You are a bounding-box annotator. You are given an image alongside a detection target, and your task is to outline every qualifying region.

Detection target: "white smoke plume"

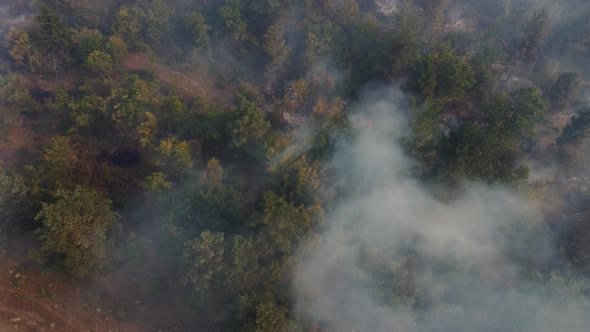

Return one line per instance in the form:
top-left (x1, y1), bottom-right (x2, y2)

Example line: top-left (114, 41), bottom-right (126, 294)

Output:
top-left (294, 86), bottom-right (590, 332)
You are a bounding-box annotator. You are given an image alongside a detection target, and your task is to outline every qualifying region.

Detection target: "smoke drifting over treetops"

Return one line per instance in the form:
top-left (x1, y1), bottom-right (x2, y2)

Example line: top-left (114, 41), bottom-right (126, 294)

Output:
top-left (293, 86), bottom-right (590, 332)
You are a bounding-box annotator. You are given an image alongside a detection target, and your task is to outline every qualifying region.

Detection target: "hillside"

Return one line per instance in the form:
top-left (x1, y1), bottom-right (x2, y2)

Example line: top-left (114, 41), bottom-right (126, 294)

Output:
top-left (1, 0), bottom-right (590, 331)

Task directions: Each record needs to be reproduced exactly, and no image should be carried over.

Your solution:
You are a bounding-box annotator. You are given an image alongside a detection target, and your task is to outline every qualifying region.

Detection target: "white smoke plume"


Return one line per instance in the form:
top-left (x1, y1), bottom-right (x2, y2)

Example line: top-left (114, 41), bottom-right (126, 294)

Output:
top-left (294, 86), bottom-right (590, 332)
You are a bounding-box annotator. You are given an image alongside a detection target, and your task is to outline every qualifying region.

Detection target: "smoke drifting over treetops"

Return one line per instance in the form:
top-left (x1, y1), bottom-right (x2, y2)

Example line: top-left (114, 41), bottom-right (126, 294)

Output:
top-left (293, 86), bottom-right (590, 332)
You are a bounding-box annotator. You are given an image alongside a detection target, and your task is to outline every qualifying region.

Detection target: "hillside"

Return one line per instance in the form:
top-left (x1, y1), bottom-right (x2, y2)

Example line: top-left (114, 41), bottom-right (126, 294)

Output:
top-left (1, 0), bottom-right (590, 331)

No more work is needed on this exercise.